* Start Document segment *
And more or less in that train of thought:

What… you expected clean & wholesome?  Wrong place, and definitely the wrong time.

Cornerstone, Dislodged

Back in April last year, I noted that Lee Zeldin was taking aim at this piece of Obama-grade bullshit:

Environmental Protection Agency (EPA) Administrator Lee Zeldin said that the agency will review the agency’s endangerment finding — the “holy grail of the climate change religion” that has created over a trillion dollars in regulatory impact. The finding stated that greenhouse gas emissions are an alleged threat to public health and welfare.

“Review”, was it?  Well now, lookee here:

President Trump is set to repeal an Obama-era climate finding that was the basis for federal greenhouse-gas regulation, according to the Environmental Protection Agency.

Repealing the finding, which was a scientific determination that greenhouse gas emissions endanger human health, would remove the legal basis for greenhouse gas regulation, Reuters reported.

The repeal is expected to be published later this week, the Wall Street Journal reported on Monday. EPA Administrator Lee Zeldin said the repeal would be “the largest act of deregulation in the history of the United States.”

With the repeal, regulatory requirements to measure, report, certify, and comply with federal GHG emission standards for cars would be removed, administration officials told the Journal. However, the repeal would not apply to stationary sources such as power plants.

Time to get one of these precious things, methinks.

Olde Pharrttes Not Wanted

At least the Japs are being honest about it:

A Tokyo chain pub has set a ban on older customers – in order to try to maintain the raucous, fun atmosphere for which it is known.  Tori Yaro Dogenzaka is an izakaya (an affordable Japanese pub) situated in Japan‘s capital city.

This year, the establishment propped up a sign outside the entrance, informing customers of the new rules.  The sign said: ‘Entrance limited to customers between the ages of 29 and 39. This is an izakaya for younger generations. Pub for under 40s only.’

I have no idea what constitutes the Japanese drinking demographic, but it must be different from us gaijin  because Over Here (and in the rest of the West) we know that Prime Drunk Age is between 16 and 28.  So if the Japs are anything like that, a “29-39” pub is not going to be a “raucous and fun” atmosphere;  it will be quiet and gloomy, with patrons drinking maybe a couple pints before leaving.  (I imagine the soaring price of booze in the Land Of The Rising Sun is if anything higher than it is in Western Civ, which defies comprehension.)

Can’t see a decent profit margin there, but whatever.
* End Document segment *
Requirement 1. Gather every line of the entries below that contains the string "closed", matching case exactly.
* Start Exercise input *
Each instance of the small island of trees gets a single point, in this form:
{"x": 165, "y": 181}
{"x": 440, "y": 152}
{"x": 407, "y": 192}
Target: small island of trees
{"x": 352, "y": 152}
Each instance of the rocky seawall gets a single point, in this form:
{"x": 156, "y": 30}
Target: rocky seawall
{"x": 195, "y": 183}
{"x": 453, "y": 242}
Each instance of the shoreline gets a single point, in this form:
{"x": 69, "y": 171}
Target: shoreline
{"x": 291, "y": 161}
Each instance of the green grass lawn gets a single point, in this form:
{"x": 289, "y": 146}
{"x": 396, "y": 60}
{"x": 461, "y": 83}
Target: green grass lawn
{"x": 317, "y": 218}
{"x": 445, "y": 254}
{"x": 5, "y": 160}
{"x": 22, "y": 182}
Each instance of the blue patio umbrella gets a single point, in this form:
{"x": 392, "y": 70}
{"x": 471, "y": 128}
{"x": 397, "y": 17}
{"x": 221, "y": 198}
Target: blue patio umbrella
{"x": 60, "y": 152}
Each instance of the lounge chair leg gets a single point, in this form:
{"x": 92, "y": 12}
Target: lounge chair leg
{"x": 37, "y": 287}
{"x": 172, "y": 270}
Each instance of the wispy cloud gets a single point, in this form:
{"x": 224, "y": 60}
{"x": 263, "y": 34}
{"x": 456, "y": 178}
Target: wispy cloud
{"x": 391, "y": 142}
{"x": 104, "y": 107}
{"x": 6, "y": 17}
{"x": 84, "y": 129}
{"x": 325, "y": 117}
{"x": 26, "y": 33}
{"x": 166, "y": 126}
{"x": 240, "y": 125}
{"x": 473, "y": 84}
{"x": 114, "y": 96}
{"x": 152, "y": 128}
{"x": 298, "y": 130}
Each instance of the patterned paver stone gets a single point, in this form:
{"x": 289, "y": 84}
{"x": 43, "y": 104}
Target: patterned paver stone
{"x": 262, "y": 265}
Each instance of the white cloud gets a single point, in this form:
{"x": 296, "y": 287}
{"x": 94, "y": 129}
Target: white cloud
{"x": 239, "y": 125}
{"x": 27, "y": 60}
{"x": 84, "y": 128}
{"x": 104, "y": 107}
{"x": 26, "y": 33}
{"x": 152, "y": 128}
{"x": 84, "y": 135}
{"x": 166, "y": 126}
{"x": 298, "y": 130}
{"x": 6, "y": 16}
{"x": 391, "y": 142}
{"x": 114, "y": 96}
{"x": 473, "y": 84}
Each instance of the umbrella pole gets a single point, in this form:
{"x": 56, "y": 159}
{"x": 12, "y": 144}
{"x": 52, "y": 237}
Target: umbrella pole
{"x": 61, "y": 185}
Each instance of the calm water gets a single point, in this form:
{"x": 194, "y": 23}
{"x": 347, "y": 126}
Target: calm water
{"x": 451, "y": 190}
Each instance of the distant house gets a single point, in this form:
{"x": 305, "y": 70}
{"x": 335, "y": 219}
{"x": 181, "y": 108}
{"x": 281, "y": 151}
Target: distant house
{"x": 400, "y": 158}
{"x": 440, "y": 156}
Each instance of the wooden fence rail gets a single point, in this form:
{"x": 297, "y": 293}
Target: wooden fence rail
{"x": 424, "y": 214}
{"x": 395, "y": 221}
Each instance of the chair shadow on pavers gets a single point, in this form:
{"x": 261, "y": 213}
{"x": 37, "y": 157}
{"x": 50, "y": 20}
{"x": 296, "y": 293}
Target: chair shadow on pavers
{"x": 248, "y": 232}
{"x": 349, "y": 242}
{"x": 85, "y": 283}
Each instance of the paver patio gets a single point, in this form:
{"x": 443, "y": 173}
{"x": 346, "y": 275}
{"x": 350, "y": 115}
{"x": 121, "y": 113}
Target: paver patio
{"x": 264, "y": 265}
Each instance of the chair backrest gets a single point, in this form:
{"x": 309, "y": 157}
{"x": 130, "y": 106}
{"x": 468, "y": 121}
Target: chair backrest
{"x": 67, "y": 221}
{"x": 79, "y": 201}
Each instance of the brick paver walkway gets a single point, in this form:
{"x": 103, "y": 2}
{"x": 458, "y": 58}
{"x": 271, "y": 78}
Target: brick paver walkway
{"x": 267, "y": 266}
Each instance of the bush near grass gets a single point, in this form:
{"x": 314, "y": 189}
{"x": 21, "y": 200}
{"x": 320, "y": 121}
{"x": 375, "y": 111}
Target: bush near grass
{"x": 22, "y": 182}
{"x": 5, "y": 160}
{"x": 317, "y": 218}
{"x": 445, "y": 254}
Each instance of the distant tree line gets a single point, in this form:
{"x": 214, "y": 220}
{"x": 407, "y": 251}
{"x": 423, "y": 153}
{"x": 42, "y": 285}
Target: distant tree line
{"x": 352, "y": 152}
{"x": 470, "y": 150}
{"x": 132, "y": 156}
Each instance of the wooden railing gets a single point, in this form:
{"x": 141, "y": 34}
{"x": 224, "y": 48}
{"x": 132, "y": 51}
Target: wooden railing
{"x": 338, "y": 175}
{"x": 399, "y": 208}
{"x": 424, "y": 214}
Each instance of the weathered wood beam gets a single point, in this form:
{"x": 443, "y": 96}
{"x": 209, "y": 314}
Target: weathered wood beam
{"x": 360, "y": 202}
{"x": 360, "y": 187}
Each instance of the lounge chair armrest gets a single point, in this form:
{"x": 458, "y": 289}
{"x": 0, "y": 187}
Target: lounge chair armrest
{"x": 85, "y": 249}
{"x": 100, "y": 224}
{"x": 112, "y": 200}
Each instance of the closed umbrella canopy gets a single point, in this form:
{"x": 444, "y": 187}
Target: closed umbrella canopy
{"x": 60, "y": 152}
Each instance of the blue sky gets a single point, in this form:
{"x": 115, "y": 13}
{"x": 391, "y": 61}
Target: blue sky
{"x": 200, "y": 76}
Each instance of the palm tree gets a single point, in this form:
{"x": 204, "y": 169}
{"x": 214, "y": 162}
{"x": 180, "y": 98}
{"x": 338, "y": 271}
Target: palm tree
* End Exercise input *
Requirement 2. In the post above, list each action that the regulatory requirements for cars, which the repeal would remove, oblige carmakers to take.

Complete answer 1.
Each instance of the closed umbrella canopy gets a single point, in this form:
Target: closed umbrella canopy

Complete answer 2.
- Measure
- Report
- Certify
- Comply with federal GHG emission standards